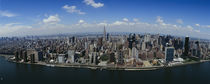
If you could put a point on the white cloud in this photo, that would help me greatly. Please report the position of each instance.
(198, 25)
(180, 21)
(7, 14)
(13, 29)
(73, 9)
(116, 26)
(93, 3)
(135, 19)
(125, 19)
(159, 20)
(81, 21)
(53, 19)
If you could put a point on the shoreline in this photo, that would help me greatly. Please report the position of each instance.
(97, 67)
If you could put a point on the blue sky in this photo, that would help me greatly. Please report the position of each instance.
(30, 14)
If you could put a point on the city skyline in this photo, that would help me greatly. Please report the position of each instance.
(38, 17)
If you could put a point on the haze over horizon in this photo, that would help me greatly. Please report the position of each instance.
(44, 17)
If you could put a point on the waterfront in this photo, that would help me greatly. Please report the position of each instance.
(25, 73)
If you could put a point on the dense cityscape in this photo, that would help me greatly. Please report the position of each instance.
(120, 50)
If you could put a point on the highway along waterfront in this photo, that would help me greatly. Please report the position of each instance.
(27, 73)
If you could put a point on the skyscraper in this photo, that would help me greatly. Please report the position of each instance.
(104, 38)
(186, 47)
(169, 54)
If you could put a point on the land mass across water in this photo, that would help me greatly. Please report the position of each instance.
(98, 67)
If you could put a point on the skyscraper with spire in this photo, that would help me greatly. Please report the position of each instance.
(104, 38)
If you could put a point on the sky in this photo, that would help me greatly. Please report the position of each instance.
(45, 17)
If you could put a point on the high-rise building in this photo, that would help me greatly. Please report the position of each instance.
(120, 57)
(169, 54)
(32, 56)
(61, 58)
(135, 53)
(186, 48)
(104, 37)
(71, 56)
(40, 56)
(25, 57)
(16, 56)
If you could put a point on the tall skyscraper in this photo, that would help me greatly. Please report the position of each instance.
(186, 47)
(104, 38)
(169, 54)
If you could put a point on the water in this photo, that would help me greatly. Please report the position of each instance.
(26, 74)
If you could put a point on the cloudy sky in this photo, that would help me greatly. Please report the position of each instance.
(43, 17)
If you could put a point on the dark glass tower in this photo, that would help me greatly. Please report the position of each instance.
(186, 47)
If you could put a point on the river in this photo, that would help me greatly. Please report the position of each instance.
(12, 73)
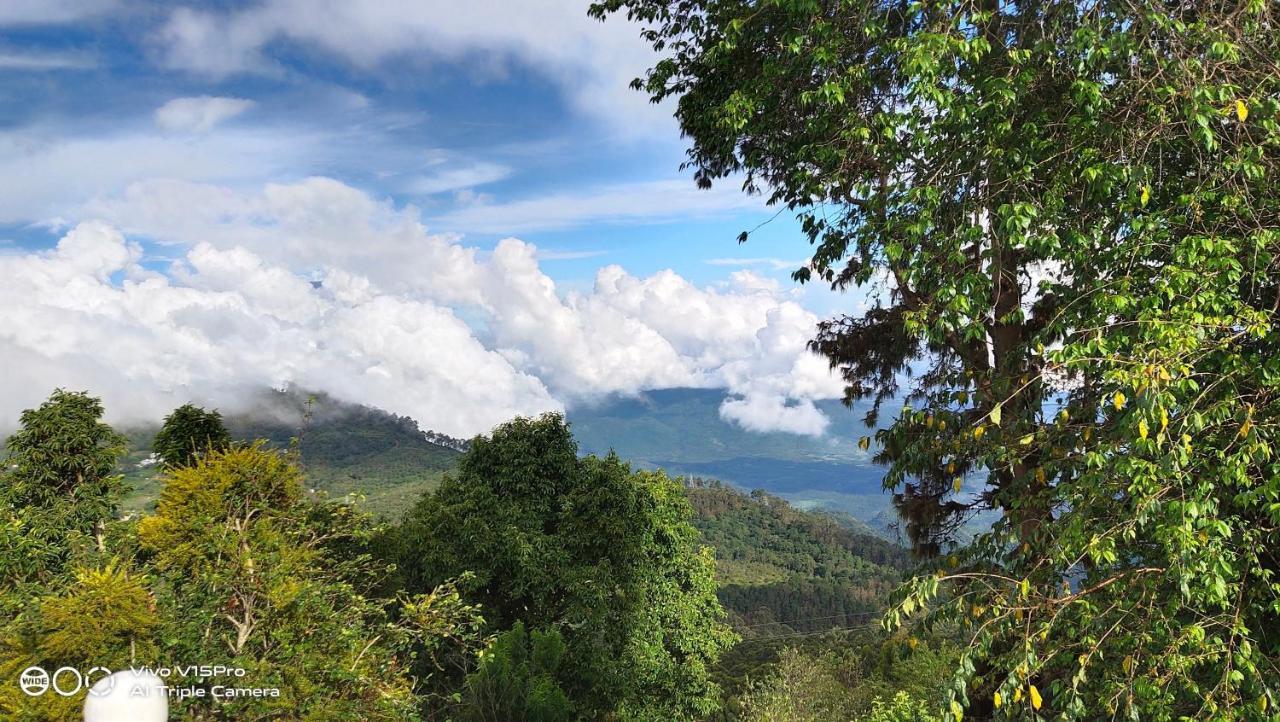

WHAT NEEDS TO BE DONE – Pull out every line in the items above that contains the word "waterfront" and copy each one without changes.

CORRECT RESPONSE –
If you could put a point on the waterfront in this photo, that would help me greatly. Please report the position of each instance.
If you could put a point on the highway along waterfront in this photo, that would help me greatly. Please report the position of each instance.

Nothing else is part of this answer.